• _EXERCISE PASSAGE_
◆ ◆ ◆

“The great use of life is to spend it for something that outlasts it.” William James
My father used to say, when God came calling, a person had no other choice but to heed the call. While that is true, my father died the morning of October 9th on his own terms, in his own home surrounded by memories of the life he’d built and lived. Pictures of my mother, his three kids, his grandchildren and his great-grandchildren were on the dresser in his room.
He looked at those pictures every day with a pride that was beyond limit.
I am without words to describe the devastation I currently feel. But what has helped me has been my memories of Dad and the incredibly thoughtful notes I’ve received from family and friends after they heard of his passing.
My friend, Bessie Livanou said, your Dad was one of those few, those very very few people I have and will always consider to be my personal heroes. A man who defied the forces of nature coming from Egypt to Canada ready to deal with whatever this new faraway unknown place threw at him. He was a sheer force of nature bent on getting there, making his mark, succeeding. And so he did.

◆ ◆ ◆

• _EXERCISE INSTRUCTIONS_
1 > Rewrite everything from "I am without" down to "of his passing." in the tribute to the father, putting "grief" in place of "devastation".
2 > Continue the tribute to the father after its final sentence.

[Saved entries]
◆ ◆ ◆

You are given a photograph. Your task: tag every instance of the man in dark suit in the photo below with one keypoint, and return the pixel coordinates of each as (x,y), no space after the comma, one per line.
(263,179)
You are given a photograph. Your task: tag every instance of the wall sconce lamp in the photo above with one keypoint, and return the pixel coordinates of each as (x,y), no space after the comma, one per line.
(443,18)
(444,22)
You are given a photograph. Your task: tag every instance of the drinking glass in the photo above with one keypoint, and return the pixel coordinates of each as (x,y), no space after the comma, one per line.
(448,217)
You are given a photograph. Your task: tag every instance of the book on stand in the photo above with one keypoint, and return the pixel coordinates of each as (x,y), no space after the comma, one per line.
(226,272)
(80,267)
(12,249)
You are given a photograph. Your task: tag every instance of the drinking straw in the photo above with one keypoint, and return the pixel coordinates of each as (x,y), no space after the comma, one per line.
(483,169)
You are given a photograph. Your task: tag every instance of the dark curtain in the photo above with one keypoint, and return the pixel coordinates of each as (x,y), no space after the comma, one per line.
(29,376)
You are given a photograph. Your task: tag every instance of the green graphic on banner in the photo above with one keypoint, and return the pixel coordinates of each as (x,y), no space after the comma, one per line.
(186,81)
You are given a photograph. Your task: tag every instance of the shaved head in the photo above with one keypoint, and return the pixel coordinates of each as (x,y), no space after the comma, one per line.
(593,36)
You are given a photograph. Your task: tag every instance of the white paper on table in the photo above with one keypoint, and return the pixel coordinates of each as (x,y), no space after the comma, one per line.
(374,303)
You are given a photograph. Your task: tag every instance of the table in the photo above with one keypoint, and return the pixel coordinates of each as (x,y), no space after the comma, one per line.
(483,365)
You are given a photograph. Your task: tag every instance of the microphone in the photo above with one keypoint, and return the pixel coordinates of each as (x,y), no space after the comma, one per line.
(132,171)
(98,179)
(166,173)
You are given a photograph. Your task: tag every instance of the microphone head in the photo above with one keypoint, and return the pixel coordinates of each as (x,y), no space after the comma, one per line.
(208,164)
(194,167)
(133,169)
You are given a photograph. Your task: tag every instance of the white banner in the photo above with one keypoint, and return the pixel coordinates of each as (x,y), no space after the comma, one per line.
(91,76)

◆ ◆ ◆

• _TASK ANSWERS_
1 >
I am without words to describe the grief I currently feel. But what has helped me has been my memories of Dad and the incredibly thoughtful notes I’ve received from family and friends after they heard of his passing.

2 >
Others have spoken about his generosity, his sense of humour, his charm, his vast knowledge of world history and politics, his inclusive nature, which was strengthened by his command of five languages and his incredible strength of character. Yup, he was all those things and more.
But for me he was just my dad, the man who told me he couldn’t go to sleep until his brother and sisters were safe at home. He was also the man who held my mother’s hand when they were out walking, who took care of her when she got sick, refusing any home support, despite the fact he’d never in his life learned how to cook or do any housework. But he did whatever he felt was the right thing to do.
He was a good brother, husband, father, friend and man; my aunt Lula and my cousin Stella said when I told them my father had died. Others reiterated this over and over and over again.
Was he without faults? He was human. So absolutely not. He carried on sometimes as most Greeks do when things didn’t go his way, when his children didn’t listen or pay attention in school. That booming voice scared me at times, but I have come to realise it came from a place of love.
He was argumentative too. When I took him for walks in his wheelchair, he would ask me several times if it was his turn to push me in the chair so I could rest. A couple of times, I’d say, no not yet Dad, but when he persisted, I’d say, who is the 90 year old around here?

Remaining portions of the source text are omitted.